THE RECORDS Start Marker

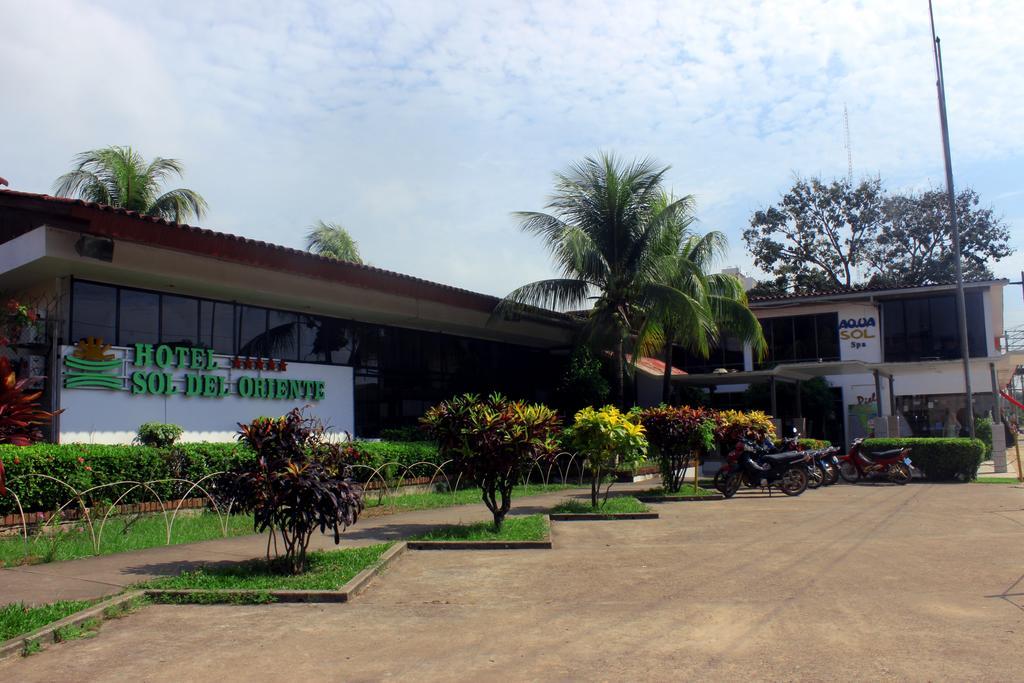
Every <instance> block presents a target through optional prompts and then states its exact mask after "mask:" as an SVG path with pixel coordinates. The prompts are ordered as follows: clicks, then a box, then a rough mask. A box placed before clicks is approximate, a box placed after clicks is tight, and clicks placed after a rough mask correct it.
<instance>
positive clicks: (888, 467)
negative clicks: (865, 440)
mask: <svg viewBox="0 0 1024 683" xmlns="http://www.w3.org/2000/svg"><path fill="white" fill-rule="evenodd" d="M863 440H864V439H862V438H858V439H855V440H854V441H853V444H852V445H851V446H850V452H849V453H848V454H846V455H845V456H841V457H840V459H839V461H840V463H839V474H840V476H841V477H843V480H844V481H848V482H849V483H856V482H857V481H859V480H860V479H888V480H889V481H892V482H893V483H898V484H900V485H903V484H906V483H907V482H909V481H910V479H911V478H912V476H913V474H912V473H911V471H910V466H911V465H912V463H911V462H910V458H909V455H910V449H909V447H905V449H892V450H890V451H879V452H876V453H866V452H865V450H864V444H863Z"/></svg>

THE RECORDS End Marker

● ABOUT THIS TASK:
Look over the entries above and count the lines where the word "instance" appears, then report only that count.

● THE COMPLETED TASK:
2